RECORDS SHOWN —
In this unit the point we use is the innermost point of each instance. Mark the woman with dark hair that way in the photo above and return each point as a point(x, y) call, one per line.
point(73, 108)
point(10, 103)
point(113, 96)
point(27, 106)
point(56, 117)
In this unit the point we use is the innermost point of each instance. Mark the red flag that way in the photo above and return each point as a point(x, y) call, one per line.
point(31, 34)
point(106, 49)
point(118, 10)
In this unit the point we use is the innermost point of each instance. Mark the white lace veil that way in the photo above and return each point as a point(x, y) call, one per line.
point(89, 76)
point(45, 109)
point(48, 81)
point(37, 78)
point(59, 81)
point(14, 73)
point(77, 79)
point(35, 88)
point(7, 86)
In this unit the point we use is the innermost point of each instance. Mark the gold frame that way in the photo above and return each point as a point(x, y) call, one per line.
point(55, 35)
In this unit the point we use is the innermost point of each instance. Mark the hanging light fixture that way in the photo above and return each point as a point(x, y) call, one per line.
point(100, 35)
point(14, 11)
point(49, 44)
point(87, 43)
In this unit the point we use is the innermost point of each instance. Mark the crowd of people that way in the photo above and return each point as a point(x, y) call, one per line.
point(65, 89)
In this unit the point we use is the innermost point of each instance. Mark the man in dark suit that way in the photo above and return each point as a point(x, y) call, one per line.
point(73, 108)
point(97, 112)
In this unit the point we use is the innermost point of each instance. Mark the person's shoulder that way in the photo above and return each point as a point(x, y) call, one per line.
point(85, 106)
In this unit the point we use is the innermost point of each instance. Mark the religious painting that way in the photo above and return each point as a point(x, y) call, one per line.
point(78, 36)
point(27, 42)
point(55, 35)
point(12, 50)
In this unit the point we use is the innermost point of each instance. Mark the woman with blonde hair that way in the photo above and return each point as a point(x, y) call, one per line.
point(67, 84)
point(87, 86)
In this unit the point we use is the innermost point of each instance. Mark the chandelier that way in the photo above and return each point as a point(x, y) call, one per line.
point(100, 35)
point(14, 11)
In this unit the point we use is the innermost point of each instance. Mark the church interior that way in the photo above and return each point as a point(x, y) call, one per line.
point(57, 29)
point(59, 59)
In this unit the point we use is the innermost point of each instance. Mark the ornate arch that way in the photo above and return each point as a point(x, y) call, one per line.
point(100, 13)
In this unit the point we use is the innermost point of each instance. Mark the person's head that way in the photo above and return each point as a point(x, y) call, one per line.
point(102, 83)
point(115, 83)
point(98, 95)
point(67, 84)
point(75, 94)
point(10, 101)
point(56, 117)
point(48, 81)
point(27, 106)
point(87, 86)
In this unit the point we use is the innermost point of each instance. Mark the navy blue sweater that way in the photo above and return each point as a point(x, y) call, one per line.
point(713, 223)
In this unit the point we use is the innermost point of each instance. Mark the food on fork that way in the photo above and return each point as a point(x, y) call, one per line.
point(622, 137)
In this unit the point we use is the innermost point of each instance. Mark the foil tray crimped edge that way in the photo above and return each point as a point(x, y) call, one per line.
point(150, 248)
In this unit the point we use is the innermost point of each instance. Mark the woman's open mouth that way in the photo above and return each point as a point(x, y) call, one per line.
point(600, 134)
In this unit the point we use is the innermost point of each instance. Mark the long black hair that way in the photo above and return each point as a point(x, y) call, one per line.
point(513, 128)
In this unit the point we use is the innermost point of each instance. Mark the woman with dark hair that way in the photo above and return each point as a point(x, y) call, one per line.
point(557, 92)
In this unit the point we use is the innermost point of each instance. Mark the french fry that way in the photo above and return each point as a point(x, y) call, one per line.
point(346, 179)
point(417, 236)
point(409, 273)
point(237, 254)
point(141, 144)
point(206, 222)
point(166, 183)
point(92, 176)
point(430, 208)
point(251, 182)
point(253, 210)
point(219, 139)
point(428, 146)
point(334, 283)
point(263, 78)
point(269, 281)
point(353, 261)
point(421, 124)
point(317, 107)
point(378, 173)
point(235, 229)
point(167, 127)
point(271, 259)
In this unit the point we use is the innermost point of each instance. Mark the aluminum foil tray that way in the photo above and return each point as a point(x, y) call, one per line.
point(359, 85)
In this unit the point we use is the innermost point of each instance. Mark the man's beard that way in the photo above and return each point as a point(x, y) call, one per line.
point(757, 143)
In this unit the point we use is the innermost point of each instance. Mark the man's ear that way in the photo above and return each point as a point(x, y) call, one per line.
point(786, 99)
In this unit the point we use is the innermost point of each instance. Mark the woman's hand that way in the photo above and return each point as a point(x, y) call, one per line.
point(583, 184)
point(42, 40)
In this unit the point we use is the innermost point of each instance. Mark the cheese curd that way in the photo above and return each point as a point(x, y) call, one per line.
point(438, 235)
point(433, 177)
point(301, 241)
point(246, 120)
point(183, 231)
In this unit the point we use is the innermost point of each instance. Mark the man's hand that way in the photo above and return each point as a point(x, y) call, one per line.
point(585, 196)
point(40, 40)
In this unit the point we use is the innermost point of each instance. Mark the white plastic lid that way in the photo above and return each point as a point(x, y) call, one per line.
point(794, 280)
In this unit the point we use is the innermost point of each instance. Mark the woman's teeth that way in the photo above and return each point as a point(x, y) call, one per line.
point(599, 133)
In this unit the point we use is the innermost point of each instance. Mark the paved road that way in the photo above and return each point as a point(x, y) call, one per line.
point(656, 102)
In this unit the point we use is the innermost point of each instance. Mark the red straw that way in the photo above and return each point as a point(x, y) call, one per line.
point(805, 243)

WHAT THE TASK REQUIRES — Restate each entry exactly, skipping none.

COMPLETED EXERCISE —
In this unit the point we use is the innermost point of each instance. Mark the woman with dark hair that way in the photo above and return each point as a point(x, y) call, one per line.
point(73, 108)
point(10, 103)
point(113, 96)
point(27, 106)
point(56, 117)
In this unit the point we use is the innermost point of each instance. Mark the red flag that way in the photo above and return each point as a point(x, y) call, one per line.
point(31, 34)
point(106, 49)
point(118, 10)
In this unit the point we use is the innermost point of each instance. Mark the white lace veil that way in the photo above and return each point as a point(x, y) call, one per line.
point(89, 76)
point(45, 109)
point(48, 81)
point(37, 78)
point(59, 81)
point(14, 73)
point(77, 79)
point(35, 88)
point(7, 86)
In this unit the point we use is the innermost point of each instance. Mark the gold frame that way in the photo above and return each point as a point(x, y) call, one per line.
point(55, 35)
In this unit the point we use is the innermost point of each instance. Mark the hanging light fixture that way in the photo above and return each point as a point(x, y) call, one per line.
point(100, 35)
point(14, 11)
point(49, 44)
point(87, 43)
In this unit the point we use is the innermost point of each instance. Mark the crowd of people that way in the photo above and return each point as a point(x, y) call, one per line.
point(65, 89)
In this unit the point we use is the innermost point of each instance. Mark the man in dark suit that way in the photo above and return each point as a point(x, y) call, one per line.
point(73, 108)
point(97, 112)
In this unit the point we use is the innermost point of each instance. Mark the person's shoulder that way in the photo above and return each point as a point(x, y) call, one per line.
point(85, 106)
In this unit the point we use is the innermost point of each instance. Mark the religious painting that way in the photo above and return each point as a point(x, y) call, one per line.
point(78, 36)
point(27, 42)
point(55, 35)
point(12, 50)
In this unit the point we use is the innermost point of each instance. Mark the woman with blonde hair that way in the photo above and return each point as a point(x, y) call, one per line.
point(67, 84)
point(87, 86)
In this unit the point we use is the innermost point of each instance. Mark the chandelier that way in the photo above and return each point as a point(x, y) call, one per line.
point(100, 35)
point(14, 11)
In this unit the point we use is the innermost point of each instance. Mark the church interior that way in the photo above and return each point as a point(x, y) call, one per line.
point(57, 29)
point(59, 59)
In this unit the point we use is the innermost point of each instance. Mark the ornate arch that way in the photo above and return each point as a point(x, y) call, one per line.
point(100, 13)
In this unit the point we use is the innermost point of each instance. Mark the person's head that way in the photo above and return each point as a point(x, y) call, one per line.
point(102, 83)
point(115, 83)
point(98, 95)
point(67, 84)
point(75, 94)
point(10, 101)
point(56, 117)
point(48, 81)
point(27, 106)
point(87, 86)
In this unit the point we use is the innermost point of each instance. Mark the navy blue sweater that way in the photo above and return each point as a point(x, y) call, one per line.
point(713, 223)
In this unit the point we use is the innermost point of each instance. Mark the food on fork that way in the photo above and return each point as a point(x, y) call, one per line.
point(622, 137)
In this unit the point we use is the innermost point of each instance. Mark the foil tray crimped edge that way in the photo above and return each point as a point(x, y) call, one per line.
point(150, 248)
In this unit the point we use is the innermost point of each instance. Mark the woman's open mouth that way in the photo above and return each point as a point(x, y) call, one per line.
point(600, 134)
In this unit the point we use is the innermost point of each instance. Mark the long black hair that way in the photo above and return each point as a point(x, y) call, one per line.
point(513, 128)
In this unit the point we use is the innermost point of each instance. Mark the woman with dark hair that way in the photo above and return each point as a point(x, y) call, one per line.
point(557, 92)
In this unit the point we use is the innermost point of each instance. Mark the french fry that way in the photo above and return each point as a point(x, y) call, one per line.
point(346, 179)
point(417, 236)
point(409, 273)
point(237, 254)
point(141, 144)
point(206, 222)
point(166, 183)
point(92, 176)
point(430, 208)
point(251, 182)
point(253, 210)
point(219, 139)
point(428, 146)
point(334, 283)
point(263, 78)
point(269, 281)
point(353, 261)
point(421, 124)
point(317, 107)
point(378, 173)
point(235, 229)
point(167, 127)
point(271, 259)
In this unit the point we use is the innermost point of each instance. Mark the aluminum foil tray that way in the photo above and return each point as a point(x, y) call, one per line.
point(359, 85)
In this unit the point we use is the innermost point of each instance. Mark the man's beard that way in the photo above and return each point as a point(x, y) call, one per line.
point(757, 143)
In this unit the point we use is the innermost point of each instance. Mark the man's ear that way in the photo above and return each point as a point(x, y) call, one per line.
point(786, 99)
In this unit the point we use is the innermost point of each instance. Mark the woman's hand that way in the photo above and return each point as a point(x, y) call, one per line.
point(583, 184)
point(42, 40)
In this unit the point we use is the innermost point of each instance. Mark the cheese curd that way in the photo above and return each point as a point(x, y) call, one per line.
point(438, 235)
point(433, 177)
point(301, 241)
point(246, 120)
point(183, 231)
In this unit the point we use is the innermost point of each instance. Mark the man's hand that way in the photo above and return each point as a point(x, y) call, one per line.
point(585, 196)
point(40, 40)
In this unit the point we use is the innermost point of each instance. Mark the white plastic lid that way in the photo above and return each point as a point(x, y) call, one per line.
point(794, 280)
In this unit the point we use is the innermost point of each instance. Mark the woman's teeth that way in the photo above and return each point as a point(x, y) call, one per line.
point(599, 133)
In this unit the point we use is the innermost point of each instance. Mark the paved road that way in the photo above and return each point as a point(x, y) call, one per line.
point(656, 102)
In this unit the point we use is the innermost point of each instance. Mark the red straw that way in the photo above and return each point as a point(x, y) call, one per line.
point(805, 243)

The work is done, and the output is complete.